Information supplied:
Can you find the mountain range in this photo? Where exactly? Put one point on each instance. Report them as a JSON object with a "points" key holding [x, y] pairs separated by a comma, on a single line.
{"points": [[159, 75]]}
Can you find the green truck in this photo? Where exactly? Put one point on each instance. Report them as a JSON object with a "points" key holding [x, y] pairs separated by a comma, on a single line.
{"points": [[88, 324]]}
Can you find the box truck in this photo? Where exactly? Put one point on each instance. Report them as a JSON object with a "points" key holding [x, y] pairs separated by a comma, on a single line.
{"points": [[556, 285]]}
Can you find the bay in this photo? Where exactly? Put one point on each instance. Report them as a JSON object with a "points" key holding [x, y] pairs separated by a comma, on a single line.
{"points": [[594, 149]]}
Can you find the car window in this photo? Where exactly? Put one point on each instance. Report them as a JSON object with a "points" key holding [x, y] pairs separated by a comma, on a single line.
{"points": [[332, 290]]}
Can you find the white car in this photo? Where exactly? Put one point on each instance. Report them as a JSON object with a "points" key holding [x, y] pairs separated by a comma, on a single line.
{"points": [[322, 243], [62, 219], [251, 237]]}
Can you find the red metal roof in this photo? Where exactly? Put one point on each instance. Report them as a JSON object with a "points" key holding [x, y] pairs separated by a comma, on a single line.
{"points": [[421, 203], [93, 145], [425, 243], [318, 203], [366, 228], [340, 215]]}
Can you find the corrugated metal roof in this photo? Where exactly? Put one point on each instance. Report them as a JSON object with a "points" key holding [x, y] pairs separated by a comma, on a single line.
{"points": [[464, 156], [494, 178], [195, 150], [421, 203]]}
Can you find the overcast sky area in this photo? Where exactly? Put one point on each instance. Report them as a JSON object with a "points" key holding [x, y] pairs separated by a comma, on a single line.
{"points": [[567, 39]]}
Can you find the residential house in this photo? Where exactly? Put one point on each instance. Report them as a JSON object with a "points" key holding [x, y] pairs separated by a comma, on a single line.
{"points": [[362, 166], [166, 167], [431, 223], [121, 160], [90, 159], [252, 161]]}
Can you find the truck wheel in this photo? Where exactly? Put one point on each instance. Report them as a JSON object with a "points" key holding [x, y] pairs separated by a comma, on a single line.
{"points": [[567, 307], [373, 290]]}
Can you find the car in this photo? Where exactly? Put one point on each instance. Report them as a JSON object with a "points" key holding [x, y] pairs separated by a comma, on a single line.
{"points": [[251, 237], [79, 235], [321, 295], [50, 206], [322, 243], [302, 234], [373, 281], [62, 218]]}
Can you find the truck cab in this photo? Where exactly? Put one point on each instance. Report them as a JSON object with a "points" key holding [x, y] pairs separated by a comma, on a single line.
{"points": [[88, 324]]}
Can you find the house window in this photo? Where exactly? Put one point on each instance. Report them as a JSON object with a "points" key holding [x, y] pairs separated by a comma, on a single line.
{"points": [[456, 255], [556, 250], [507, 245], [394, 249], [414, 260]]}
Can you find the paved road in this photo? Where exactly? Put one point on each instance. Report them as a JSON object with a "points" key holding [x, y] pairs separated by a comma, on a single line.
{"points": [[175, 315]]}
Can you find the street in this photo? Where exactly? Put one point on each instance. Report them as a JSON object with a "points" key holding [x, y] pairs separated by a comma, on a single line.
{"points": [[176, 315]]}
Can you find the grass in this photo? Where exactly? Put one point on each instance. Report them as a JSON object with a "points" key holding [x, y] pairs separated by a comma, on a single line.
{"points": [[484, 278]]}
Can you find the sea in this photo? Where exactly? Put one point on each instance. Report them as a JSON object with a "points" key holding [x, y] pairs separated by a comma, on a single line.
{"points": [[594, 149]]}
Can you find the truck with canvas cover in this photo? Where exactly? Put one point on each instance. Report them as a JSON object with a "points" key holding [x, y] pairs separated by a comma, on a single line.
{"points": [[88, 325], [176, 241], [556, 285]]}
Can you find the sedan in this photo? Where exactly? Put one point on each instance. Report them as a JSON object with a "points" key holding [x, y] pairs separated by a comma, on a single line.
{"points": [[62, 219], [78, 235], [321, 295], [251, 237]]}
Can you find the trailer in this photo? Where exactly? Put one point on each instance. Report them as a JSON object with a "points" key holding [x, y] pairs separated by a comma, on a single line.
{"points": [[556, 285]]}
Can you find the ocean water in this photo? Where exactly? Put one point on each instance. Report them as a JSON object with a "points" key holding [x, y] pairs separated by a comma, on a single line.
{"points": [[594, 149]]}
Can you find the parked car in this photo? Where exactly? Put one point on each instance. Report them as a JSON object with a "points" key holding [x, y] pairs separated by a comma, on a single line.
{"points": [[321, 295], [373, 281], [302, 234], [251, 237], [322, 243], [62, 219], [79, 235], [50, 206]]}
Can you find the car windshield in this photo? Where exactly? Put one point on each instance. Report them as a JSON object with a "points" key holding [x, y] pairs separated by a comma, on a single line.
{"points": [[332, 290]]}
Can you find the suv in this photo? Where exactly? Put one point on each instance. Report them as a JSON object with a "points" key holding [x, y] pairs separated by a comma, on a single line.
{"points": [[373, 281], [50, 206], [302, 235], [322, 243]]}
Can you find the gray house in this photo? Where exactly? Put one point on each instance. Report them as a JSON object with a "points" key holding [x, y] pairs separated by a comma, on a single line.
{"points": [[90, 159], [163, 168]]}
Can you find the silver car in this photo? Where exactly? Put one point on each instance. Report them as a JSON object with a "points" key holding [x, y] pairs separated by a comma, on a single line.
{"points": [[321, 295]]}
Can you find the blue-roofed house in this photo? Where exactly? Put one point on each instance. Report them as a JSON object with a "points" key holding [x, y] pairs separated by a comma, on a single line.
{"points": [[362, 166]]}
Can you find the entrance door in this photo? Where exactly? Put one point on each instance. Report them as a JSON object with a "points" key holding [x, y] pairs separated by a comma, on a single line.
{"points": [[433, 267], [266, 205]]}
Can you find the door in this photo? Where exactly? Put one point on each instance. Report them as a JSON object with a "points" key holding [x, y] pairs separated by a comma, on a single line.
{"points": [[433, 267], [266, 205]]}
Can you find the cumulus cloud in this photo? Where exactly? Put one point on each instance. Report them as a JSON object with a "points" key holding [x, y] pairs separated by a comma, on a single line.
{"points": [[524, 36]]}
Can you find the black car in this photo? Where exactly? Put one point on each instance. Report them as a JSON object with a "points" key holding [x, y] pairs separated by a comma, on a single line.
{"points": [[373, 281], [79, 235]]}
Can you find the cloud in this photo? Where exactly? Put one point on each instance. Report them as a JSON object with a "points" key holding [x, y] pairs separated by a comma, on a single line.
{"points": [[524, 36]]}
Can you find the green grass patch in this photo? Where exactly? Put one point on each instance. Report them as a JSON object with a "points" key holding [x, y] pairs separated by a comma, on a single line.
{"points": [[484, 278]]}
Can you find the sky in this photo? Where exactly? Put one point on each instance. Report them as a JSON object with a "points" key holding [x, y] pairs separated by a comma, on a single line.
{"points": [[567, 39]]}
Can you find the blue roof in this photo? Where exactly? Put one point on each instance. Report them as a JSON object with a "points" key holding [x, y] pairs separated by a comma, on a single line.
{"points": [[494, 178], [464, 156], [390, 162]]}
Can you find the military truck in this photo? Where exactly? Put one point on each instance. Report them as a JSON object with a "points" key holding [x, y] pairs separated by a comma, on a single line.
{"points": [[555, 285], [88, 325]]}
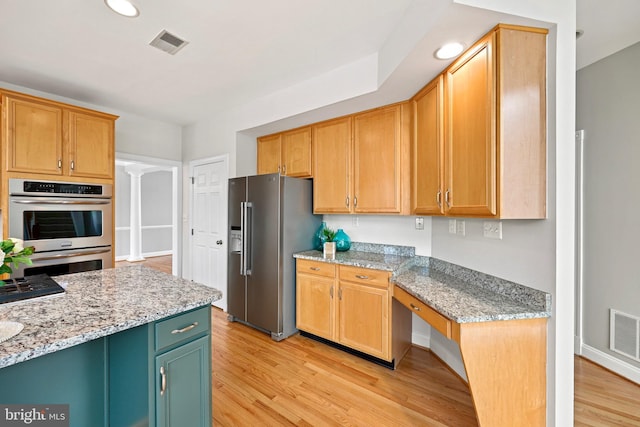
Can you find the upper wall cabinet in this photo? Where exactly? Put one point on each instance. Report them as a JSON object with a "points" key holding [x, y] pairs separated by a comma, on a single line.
{"points": [[288, 153], [381, 148], [495, 127], [361, 162], [332, 166], [427, 150], [48, 138]]}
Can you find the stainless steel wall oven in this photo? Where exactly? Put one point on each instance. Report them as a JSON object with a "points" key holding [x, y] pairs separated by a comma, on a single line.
{"points": [[69, 224]]}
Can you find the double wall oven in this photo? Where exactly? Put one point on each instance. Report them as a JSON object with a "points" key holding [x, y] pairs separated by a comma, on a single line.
{"points": [[69, 224]]}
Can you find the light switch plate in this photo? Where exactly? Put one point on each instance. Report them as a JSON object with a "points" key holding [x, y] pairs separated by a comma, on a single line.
{"points": [[492, 229]]}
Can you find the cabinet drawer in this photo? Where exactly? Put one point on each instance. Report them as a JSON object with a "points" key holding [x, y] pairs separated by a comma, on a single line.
{"points": [[182, 327], [316, 267], [364, 276], [429, 315]]}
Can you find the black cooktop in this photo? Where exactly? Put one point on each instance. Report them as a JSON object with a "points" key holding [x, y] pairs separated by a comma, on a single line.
{"points": [[28, 287]]}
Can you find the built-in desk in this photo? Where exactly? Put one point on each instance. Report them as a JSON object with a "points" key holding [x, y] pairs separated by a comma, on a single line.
{"points": [[500, 327]]}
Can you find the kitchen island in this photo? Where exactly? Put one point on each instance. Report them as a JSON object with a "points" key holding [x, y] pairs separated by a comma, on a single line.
{"points": [[120, 346], [500, 326]]}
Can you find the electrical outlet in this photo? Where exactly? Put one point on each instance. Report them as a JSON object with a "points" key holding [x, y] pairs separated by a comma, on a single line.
{"points": [[492, 229]]}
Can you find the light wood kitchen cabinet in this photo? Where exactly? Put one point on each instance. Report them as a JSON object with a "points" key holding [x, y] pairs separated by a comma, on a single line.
{"points": [[353, 307], [288, 153], [44, 137], [269, 154], [427, 153], [332, 166], [495, 127], [315, 290], [90, 145], [362, 162]]}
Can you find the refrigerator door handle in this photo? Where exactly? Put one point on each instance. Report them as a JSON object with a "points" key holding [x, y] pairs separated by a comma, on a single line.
{"points": [[244, 241], [246, 238]]}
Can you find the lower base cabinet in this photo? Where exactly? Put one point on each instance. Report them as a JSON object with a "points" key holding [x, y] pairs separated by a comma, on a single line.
{"points": [[160, 373], [353, 307]]}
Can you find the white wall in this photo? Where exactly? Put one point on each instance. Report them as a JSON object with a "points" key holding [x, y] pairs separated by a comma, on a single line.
{"points": [[608, 109]]}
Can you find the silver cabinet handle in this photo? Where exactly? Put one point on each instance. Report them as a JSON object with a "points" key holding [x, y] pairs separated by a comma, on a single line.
{"points": [[163, 380], [185, 329]]}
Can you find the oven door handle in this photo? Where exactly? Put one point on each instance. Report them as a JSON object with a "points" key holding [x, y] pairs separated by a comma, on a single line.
{"points": [[62, 202], [73, 254]]}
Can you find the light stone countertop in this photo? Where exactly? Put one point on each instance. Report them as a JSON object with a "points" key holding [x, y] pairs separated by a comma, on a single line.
{"points": [[97, 304], [461, 294]]}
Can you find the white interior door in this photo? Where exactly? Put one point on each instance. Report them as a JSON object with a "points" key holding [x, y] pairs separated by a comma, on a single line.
{"points": [[209, 225]]}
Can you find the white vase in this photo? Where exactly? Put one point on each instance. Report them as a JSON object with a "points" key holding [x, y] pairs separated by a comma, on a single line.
{"points": [[329, 250]]}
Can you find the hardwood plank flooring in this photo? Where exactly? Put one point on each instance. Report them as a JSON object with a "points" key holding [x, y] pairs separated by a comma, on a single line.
{"points": [[298, 381], [604, 399]]}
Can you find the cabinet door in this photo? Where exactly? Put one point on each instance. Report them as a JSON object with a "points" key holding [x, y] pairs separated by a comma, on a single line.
{"points": [[269, 154], [471, 132], [332, 166], [363, 319], [427, 150], [90, 146], [315, 308], [33, 132], [296, 153], [377, 151], [182, 384]]}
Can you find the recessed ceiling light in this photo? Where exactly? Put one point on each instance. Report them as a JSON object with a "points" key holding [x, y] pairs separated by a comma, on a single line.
{"points": [[123, 7], [449, 50]]}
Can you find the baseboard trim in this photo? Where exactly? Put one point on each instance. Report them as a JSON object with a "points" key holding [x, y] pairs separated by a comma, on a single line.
{"points": [[612, 363]]}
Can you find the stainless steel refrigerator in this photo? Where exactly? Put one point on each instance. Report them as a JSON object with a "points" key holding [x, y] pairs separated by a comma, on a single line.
{"points": [[270, 218]]}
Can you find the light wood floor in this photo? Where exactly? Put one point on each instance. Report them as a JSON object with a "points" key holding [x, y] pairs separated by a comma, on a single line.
{"points": [[298, 381]]}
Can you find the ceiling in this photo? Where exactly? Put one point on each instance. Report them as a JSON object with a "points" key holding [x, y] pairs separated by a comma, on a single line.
{"points": [[242, 50]]}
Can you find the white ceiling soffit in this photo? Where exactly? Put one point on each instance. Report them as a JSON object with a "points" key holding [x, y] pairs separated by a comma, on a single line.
{"points": [[242, 51]]}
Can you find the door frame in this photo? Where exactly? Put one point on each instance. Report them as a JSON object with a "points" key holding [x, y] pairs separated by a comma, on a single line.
{"points": [[176, 195], [188, 267]]}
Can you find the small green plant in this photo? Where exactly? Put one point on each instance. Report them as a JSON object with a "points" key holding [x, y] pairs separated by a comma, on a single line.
{"points": [[13, 252], [328, 234]]}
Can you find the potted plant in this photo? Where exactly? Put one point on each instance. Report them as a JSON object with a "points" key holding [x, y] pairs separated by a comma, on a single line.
{"points": [[329, 245]]}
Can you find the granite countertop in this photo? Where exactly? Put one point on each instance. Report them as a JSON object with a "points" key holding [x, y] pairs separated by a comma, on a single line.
{"points": [[461, 294], [96, 304]]}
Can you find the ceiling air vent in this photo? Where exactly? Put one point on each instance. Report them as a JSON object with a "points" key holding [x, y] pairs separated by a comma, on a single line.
{"points": [[167, 42]]}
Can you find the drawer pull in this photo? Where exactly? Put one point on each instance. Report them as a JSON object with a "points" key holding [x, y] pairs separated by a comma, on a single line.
{"points": [[185, 329], [163, 380]]}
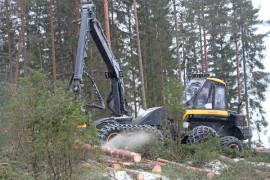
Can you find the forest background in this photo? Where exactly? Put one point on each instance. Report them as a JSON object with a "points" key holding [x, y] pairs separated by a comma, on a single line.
{"points": [[178, 38]]}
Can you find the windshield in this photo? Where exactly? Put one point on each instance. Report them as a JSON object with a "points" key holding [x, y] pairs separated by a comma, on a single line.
{"points": [[192, 88]]}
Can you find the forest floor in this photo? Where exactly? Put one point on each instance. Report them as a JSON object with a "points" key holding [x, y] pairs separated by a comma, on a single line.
{"points": [[256, 166]]}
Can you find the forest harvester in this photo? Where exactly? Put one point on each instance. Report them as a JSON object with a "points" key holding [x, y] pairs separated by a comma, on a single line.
{"points": [[201, 117]]}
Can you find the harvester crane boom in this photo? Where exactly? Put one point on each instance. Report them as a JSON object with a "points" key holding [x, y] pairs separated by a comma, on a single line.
{"points": [[91, 26]]}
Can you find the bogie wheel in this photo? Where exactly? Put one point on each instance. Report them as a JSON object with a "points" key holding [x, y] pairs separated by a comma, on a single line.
{"points": [[200, 134], [231, 142], [108, 132]]}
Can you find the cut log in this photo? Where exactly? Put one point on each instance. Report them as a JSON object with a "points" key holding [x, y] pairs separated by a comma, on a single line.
{"points": [[3, 164], [120, 153], [155, 162], [262, 150], [116, 167], [145, 166], [185, 166], [157, 169], [136, 174]]}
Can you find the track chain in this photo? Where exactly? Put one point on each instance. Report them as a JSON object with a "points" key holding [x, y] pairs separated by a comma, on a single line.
{"points": [[106, 130]]}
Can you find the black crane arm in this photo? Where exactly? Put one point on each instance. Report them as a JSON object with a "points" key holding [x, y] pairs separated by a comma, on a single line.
{"points": [[90, 25]]}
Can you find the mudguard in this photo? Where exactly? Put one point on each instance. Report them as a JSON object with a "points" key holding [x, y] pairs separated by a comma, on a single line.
{"points": [[152, 116], [104, 121]]}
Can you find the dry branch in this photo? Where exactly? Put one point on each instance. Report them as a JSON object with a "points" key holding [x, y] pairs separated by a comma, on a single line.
{"points": [[119, 153], [136, 174], [187, 167]]}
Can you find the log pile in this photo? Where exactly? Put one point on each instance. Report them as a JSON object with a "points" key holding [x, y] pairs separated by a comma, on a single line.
{"points": [[133, 160]]}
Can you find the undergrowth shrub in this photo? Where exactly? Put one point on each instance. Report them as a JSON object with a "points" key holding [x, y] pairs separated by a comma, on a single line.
{"points": [[41, 122]]}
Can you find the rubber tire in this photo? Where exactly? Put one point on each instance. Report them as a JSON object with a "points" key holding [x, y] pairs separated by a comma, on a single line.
{"points": [[106, 131], [200, 134], [231, 142]]}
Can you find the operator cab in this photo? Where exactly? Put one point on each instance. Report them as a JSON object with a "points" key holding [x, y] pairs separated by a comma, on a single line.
{"points": [[203, 92]]}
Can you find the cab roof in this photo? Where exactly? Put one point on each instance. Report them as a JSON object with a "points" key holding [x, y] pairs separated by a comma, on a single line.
{"points": [[216, 80]]}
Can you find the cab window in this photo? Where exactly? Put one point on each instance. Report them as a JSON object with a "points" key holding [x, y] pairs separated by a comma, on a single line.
{"points": [[220, 98]]}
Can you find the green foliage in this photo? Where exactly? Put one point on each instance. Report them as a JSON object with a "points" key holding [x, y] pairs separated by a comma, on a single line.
{"points": [[173, 91], [42, 124]]}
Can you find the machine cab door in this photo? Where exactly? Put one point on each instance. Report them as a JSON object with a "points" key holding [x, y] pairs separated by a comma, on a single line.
{"points": [[212, 96]]}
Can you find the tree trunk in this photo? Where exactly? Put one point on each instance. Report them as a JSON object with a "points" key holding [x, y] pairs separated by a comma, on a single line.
{"points": [[107, 22], [140, 56], [236, 54], [177, 42], [9, 43], [204, 42], [23, 8], [52, 36], [19, 51], [133, 64]]}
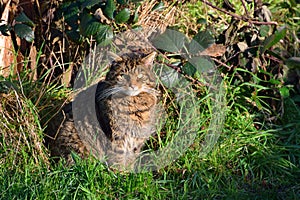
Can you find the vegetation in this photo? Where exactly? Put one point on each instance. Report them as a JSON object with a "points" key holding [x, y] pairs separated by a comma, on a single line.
{"points": [[254, 46]]}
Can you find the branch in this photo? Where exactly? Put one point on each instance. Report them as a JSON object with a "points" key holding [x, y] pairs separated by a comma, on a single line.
{"points": [[242, 18]]}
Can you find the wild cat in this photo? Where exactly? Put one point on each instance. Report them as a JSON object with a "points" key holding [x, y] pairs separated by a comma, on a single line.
{"points": [[126, 106]]}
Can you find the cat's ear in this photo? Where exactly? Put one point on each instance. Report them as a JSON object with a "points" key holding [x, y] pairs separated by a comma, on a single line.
{"points": [[148, 60], [114, 57]]}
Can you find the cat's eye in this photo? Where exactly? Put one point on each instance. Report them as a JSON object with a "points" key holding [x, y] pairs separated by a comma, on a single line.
{"points": [[125, 77]]}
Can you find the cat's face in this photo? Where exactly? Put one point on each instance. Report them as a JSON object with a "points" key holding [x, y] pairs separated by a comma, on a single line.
{"points": [[132, 77]]}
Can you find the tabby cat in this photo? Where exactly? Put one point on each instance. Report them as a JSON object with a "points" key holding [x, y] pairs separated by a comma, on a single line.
{"points": [[126, 106]]}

Short exercise: Take the line that contains "Can you find the vegetation" and every line after it through the end of the listing above, and repeat them exactly.

Full answer:
Can you find the vegetation in this photo? Where exactly? Put one point on each instance. Report them as a JSON object with a "points" key holding [x, y] pairs separated by a comma, on a single line.
{"points": [[254, 46]]}
Can you find the branch in this photo? Where exactly? Put one point on each instance. Report them as a JSON object with a "points" key holding [x, y] pairs separated by a comma, on a single line.
{"points": [[242, 18]]}
Can you find the wild cat in this photo? Where exactly? Put one point on each instance. Report them as a JSON object with a "points" key holding [x, y] pairs separated by a comma, on a single line.
{"points": [[126, 106]]}
Can you find the cat's ear in this photo? Where exactly? Put one point on each instance. Report them as a JSON object with a "points" key holding [x, y] pairs separated by a comma, on a single line.
{"points": [[148, 60], [114, 57]]}
Can you find the cat's eye in this photo? Where exactly? Put one point on each instance. Report them as a JSON object with a "points" key holding [x, y] pairs separated by a comma, on a single line.
{"points": [[125, 77]]}
Can you find the cat's face in this photo? Where exactly? Put one point on each instance. Report them as a JSON object with a "points" key holding [x, y] pairs separated by a comma, on a single line.
{"points": [[132, 77]]}
Can you find the tabby cat in this photo? Where exactly? Put one point on each instance. Report them as a JSON object with a "points" key holding [x, y] pairs separated by a comma, on a single line.
{"points": [[126, 106]]}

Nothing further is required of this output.